## EXERCISE DIRECTIONS
Which lines in the records below hold the word "orangutan"? Copy each of them.

*** Opening of INPUT DATA ***

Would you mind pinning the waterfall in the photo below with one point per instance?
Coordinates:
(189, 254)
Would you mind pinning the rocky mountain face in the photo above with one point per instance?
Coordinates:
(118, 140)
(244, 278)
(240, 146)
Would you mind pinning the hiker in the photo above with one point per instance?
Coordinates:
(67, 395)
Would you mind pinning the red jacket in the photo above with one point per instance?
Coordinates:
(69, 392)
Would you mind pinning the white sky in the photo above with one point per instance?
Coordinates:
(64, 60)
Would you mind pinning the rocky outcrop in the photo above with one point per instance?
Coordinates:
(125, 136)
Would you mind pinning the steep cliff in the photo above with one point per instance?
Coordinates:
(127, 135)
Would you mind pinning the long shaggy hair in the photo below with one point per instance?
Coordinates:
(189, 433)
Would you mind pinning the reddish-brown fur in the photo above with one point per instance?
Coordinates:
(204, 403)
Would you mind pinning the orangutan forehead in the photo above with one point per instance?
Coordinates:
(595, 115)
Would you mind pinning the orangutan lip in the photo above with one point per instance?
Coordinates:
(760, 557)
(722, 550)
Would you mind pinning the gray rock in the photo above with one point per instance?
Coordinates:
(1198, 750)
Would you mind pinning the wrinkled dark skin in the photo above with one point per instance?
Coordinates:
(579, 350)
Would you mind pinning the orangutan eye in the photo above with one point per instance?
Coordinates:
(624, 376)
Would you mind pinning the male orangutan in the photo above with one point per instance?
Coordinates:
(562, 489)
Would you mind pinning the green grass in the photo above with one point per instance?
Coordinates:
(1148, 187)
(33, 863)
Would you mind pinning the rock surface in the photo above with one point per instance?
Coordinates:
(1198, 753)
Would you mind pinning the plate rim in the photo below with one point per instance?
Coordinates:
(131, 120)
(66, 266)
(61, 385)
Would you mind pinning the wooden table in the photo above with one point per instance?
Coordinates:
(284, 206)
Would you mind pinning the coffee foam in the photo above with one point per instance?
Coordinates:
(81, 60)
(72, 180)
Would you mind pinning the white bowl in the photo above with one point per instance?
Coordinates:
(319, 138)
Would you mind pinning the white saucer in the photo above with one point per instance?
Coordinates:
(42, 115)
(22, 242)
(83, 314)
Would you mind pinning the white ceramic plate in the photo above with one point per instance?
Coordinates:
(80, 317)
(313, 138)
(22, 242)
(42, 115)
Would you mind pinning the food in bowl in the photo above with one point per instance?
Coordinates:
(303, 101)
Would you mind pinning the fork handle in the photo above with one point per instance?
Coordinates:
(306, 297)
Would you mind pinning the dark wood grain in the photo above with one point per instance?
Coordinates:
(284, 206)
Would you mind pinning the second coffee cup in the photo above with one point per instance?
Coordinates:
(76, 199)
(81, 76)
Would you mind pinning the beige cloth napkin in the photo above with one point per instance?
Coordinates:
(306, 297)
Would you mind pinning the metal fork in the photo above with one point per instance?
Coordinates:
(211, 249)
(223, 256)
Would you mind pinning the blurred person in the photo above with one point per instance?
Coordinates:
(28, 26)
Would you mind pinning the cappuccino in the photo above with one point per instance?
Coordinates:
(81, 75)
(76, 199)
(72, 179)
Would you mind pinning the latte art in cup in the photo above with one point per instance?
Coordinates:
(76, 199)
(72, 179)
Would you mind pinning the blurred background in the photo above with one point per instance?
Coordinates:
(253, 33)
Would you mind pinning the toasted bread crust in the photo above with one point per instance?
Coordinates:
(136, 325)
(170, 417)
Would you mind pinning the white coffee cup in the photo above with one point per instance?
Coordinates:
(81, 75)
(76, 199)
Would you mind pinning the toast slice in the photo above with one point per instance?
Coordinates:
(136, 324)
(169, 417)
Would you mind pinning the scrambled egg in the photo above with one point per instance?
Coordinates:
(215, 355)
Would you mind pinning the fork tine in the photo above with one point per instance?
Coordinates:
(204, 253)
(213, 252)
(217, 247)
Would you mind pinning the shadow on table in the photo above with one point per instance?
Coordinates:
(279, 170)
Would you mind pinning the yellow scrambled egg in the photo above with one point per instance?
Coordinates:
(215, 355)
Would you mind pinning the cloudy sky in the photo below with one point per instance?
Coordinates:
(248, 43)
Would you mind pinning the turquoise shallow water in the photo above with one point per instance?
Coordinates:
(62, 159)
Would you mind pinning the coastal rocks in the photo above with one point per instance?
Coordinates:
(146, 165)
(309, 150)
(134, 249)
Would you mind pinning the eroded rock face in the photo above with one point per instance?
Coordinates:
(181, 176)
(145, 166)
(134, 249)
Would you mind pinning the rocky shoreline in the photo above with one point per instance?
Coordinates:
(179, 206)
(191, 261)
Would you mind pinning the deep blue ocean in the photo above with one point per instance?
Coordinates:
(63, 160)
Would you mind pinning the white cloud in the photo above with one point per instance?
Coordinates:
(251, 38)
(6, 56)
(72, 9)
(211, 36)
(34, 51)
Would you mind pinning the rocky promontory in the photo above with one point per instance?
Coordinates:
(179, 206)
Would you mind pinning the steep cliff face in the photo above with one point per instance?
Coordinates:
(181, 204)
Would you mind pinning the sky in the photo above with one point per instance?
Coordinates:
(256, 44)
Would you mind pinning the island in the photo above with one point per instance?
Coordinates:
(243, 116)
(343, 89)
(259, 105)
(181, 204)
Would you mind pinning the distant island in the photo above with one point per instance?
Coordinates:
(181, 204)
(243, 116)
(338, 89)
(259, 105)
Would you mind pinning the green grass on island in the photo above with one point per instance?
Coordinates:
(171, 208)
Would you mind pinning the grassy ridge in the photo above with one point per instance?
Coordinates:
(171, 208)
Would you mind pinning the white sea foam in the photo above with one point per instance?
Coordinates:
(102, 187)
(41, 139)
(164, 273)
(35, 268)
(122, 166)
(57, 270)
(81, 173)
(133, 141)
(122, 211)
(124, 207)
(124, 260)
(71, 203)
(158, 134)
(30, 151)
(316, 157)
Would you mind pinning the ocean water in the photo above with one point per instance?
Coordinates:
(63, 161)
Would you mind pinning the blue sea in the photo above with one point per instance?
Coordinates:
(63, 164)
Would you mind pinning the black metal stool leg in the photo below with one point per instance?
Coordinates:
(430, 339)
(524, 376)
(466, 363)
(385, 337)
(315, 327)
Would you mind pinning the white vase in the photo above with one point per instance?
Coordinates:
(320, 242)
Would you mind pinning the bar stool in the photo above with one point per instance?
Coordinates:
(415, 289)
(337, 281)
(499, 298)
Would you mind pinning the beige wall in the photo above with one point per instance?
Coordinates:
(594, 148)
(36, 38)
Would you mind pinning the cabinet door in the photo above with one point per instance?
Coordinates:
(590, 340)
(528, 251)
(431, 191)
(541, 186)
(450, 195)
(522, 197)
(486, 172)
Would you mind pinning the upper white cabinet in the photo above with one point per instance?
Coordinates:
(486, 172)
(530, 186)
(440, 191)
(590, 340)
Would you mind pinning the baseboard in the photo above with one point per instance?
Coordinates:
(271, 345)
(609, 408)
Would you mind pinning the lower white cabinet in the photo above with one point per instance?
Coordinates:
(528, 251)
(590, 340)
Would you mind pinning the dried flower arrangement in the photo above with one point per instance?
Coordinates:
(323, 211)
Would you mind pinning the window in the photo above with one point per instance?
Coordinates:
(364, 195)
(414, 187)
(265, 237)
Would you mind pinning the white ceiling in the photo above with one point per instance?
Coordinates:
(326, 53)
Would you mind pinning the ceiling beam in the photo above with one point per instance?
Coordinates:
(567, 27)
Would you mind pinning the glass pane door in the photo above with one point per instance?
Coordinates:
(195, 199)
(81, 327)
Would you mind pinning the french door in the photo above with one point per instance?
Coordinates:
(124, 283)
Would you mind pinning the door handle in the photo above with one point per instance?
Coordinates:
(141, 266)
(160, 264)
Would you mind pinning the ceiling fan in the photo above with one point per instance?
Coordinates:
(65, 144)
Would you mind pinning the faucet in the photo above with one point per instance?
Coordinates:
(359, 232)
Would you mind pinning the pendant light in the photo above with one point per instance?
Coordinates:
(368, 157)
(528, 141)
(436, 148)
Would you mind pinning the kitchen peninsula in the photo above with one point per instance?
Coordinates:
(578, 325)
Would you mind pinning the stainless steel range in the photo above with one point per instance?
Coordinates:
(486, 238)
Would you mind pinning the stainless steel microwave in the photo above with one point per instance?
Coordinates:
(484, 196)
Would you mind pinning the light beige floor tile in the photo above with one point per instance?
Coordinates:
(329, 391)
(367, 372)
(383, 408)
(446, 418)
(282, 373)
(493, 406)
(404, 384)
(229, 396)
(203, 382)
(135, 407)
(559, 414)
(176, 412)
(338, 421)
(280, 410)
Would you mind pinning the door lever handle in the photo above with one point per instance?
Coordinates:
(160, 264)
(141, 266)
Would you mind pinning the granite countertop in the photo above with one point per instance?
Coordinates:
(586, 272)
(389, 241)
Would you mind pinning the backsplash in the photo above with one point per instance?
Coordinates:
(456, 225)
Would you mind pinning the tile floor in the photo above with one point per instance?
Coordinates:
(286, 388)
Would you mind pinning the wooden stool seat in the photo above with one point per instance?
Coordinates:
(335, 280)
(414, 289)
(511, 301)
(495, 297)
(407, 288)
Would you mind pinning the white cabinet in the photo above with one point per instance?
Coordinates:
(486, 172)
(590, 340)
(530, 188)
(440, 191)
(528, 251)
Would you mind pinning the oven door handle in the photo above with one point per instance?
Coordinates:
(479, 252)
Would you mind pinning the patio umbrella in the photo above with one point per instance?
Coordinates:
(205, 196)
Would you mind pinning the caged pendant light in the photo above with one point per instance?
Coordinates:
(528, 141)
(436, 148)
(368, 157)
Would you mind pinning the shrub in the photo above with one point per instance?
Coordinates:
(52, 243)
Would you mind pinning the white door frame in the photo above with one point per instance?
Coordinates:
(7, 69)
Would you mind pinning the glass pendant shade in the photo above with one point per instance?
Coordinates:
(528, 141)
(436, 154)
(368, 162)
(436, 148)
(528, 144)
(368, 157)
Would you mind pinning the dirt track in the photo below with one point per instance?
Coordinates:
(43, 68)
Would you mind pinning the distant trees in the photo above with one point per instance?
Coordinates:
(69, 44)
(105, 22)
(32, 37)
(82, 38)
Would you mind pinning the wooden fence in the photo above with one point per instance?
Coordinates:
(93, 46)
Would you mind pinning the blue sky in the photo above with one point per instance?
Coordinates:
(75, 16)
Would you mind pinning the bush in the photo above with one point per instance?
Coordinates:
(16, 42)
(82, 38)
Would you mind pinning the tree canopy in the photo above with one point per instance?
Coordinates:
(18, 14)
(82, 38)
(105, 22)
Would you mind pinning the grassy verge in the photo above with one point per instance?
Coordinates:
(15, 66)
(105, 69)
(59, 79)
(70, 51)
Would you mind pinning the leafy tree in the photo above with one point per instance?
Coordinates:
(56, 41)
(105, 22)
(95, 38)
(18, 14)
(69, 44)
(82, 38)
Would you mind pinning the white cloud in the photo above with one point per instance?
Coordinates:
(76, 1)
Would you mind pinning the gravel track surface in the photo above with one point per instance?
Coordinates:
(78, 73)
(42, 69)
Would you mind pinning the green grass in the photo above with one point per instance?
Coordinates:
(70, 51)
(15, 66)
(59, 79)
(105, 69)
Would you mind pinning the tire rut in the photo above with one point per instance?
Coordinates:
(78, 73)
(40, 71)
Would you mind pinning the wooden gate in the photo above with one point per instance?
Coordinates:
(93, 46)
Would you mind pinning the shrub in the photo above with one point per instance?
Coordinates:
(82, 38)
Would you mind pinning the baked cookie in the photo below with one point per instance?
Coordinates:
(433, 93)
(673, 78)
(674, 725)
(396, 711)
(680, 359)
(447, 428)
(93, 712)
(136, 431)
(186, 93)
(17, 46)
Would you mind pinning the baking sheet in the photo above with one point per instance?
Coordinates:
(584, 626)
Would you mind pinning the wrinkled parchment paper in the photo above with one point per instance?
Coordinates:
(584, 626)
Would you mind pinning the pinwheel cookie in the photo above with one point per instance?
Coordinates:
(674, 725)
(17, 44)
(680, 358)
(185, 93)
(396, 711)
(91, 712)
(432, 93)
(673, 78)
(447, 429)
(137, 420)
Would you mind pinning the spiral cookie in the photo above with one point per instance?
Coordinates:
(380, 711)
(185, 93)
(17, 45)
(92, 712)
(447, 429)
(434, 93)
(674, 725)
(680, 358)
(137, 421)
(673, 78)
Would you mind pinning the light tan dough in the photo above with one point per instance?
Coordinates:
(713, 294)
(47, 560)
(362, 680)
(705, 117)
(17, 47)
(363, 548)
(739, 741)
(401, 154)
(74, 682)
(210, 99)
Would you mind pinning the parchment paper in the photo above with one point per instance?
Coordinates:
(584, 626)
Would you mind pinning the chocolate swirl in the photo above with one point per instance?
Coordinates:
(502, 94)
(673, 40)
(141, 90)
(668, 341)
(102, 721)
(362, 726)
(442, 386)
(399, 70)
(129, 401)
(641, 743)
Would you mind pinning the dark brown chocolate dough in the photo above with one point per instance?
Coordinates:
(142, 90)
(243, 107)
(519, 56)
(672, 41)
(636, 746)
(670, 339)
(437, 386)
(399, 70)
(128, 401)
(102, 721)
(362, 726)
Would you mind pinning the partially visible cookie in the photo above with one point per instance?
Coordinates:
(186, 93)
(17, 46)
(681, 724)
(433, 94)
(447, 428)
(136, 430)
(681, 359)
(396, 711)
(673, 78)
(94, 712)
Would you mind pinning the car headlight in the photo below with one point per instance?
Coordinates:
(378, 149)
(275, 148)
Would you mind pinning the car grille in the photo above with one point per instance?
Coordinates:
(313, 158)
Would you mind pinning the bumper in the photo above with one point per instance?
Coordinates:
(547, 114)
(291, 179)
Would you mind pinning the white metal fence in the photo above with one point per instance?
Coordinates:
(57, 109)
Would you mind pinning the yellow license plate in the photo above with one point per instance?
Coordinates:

*** Close of INPUT DATA ***

## FINISHED EXERCISE
Would you mind pinning the orangutan forehead in the photo above with one point per instance?
Would you mind pinning the orangutan lip in the photo above with one point per instance?
Would you mind pinning the orangutan eye in the photo above with one point per instance?
Would you mind pinning the male orangutan in the photo above with one point per instance?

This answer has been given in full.